Exercise text
⟨

The Minimum Essential Standard of Living (MESL) is an assessment, developed by the Vincentian Partnership for Social Justice, of the minimum needed to live and partake in the social and economic norms of everyday life for various household types.

The model produces a minimum income standard which is dependent on whether the household is, among other factors:

(i)  in a rural or urban location;

(ii) composed of a single working age person, a couple, a single- or two-parent family, a single pensioner or a pensioner couple; and

(iii) living in private rented accommodation, social housing or is an owner-occupier.

It should be noted that the MESL for welfare households assumes that households are eligible for a medical card and, as such, health and insurance costs are reduced accordingly.  While the model assumes that pensioners have the Free Travel pass and the Household Benefits package, it does not assume this for working age people.  Certain working age recipients of welfare payments do qualify for Free Travel – recipients of Disability Allowance, Invalidity Pension, and Carer’s Allowance, for example.

Bringing weekly working age social welfare rates in line with the MESL entails increasing the maximum personal rate to €245 and the Qualified Child Increase to €48.50 for children under 12 and €82.40 for children aged 12 and over.  There would be no proportionate increase in the current rate for Qualified Adults in order to meet the MESL.

The estimated full year cost of implementing these measures is €2.4 billion.  This costing is subject to change in the context of emerging trends and associated revisions of the estimated numbers of recipients.

Any change to the current process of setting social welfare rates would require Government approval and would have to be considered in the overall policy and budgetary context.  This would include taking account of stakeholder views, as well as considerations of cost, work incentives, poverty alleviation, policy alignments and the administration of any proposed system.

⟩

Instructions
**A)** In the MESL text, why are health and insurance costs reduced for welfare households? Answer in one to three sentences.
**B)** Please set down a part of the MESL text word for word: begin at the words that have "Bringing weekly working", and stop after "numbers of recipients.".
You won't need the lines that come next.

Records

⟨

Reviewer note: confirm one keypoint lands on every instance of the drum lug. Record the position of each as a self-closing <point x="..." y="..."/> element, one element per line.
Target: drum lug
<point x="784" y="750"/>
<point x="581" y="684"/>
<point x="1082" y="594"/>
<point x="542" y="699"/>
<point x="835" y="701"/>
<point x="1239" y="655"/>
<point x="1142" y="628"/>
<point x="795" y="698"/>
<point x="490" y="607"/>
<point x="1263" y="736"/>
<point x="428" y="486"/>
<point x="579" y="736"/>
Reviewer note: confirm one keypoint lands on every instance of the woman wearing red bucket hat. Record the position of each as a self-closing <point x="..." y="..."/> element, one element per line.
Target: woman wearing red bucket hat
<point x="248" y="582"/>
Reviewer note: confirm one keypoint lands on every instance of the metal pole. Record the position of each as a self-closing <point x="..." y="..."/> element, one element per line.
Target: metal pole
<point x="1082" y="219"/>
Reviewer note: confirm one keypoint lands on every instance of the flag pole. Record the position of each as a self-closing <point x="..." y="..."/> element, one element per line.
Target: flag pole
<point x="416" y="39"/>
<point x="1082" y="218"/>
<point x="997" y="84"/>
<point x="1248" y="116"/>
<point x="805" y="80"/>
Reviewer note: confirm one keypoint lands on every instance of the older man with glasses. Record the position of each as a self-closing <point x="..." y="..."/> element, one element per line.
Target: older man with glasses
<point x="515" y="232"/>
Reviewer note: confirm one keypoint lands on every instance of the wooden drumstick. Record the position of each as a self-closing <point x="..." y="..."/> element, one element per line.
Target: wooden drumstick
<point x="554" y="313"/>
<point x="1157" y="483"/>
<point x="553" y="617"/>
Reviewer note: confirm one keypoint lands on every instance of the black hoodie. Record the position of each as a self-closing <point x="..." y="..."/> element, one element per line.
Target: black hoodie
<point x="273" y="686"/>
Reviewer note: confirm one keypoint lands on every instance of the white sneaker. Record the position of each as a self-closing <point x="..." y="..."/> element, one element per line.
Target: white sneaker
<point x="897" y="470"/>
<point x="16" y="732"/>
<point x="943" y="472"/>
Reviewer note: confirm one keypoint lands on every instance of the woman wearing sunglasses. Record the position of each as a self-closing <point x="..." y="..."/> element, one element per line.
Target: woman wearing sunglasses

⟩

Replies
**A)** The MESL for welfare households assumes that these households are eligible for a medical card. That is why their health and insurance costs are reduced.

**B)**
Bringing weekly working age social welfare rates in line with the MESL entails increasing the maximum personal rate to €245 and the Qualified Child Increase to €48.50 for children under 12 and €82.40 for children aged 12 and over.  There would be no proportionate increase in the current rate for Qualified Adults in order to meet the MESL.

The estimated full year cost of implementing these measures is €2.4 billion.  This costing is subject to change in the context of emerging trends and associated revisions of the estimated numbers of recipients.